**INPUT MATERIAL**:
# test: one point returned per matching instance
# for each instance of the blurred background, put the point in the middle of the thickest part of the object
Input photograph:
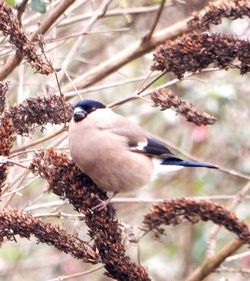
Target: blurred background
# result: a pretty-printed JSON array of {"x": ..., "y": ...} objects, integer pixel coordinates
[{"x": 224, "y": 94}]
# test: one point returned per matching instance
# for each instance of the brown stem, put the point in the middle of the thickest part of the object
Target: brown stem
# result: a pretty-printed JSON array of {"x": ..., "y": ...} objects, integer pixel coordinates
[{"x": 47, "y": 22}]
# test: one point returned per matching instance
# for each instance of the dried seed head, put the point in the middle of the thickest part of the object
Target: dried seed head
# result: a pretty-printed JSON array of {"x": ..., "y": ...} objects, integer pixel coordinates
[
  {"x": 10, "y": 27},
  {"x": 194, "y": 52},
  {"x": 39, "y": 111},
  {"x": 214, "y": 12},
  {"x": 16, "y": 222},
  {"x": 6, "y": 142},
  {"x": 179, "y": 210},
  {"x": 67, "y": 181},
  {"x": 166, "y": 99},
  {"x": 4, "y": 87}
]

**ABOUT THIS TASK**:
Exactly the lines from the one holding "# for each instance of the brown" through the end of the data are to be repeated, with both ends included.

**SOLVED PROBLEM**:
# for each instance of the brown stem, put the point in the middle of the thickest part of the object
Target: brown stem
# result: a pretty-printed JSON array of {"x": ..., "y": ...} objects, integer pixel coordinates
[{"x": 47, "y": 22}]
# test: one point returned per matching instance
# for each instance of the dried seed head, put the point in the middle of the thickest part of the object
Target: dried seed head
# result: a pretty-printed JSON array of {"x": ..., "y": ...} objects, integer pixel coordinates
[
  {"x": 10, "y": 27},
  {"x": 194, "y": 52},
  {"x": 39, "y": 111},
  {"x": 214, "y": 12},
  {"x": 16, "y": 222},
  {"x": 6, "y": 142},
  {"x": 179, "y": 210},
  {"x": 67, "y": 181},
  {"x": 166, "y": 99},
  {"x": 4, "y": 87}
]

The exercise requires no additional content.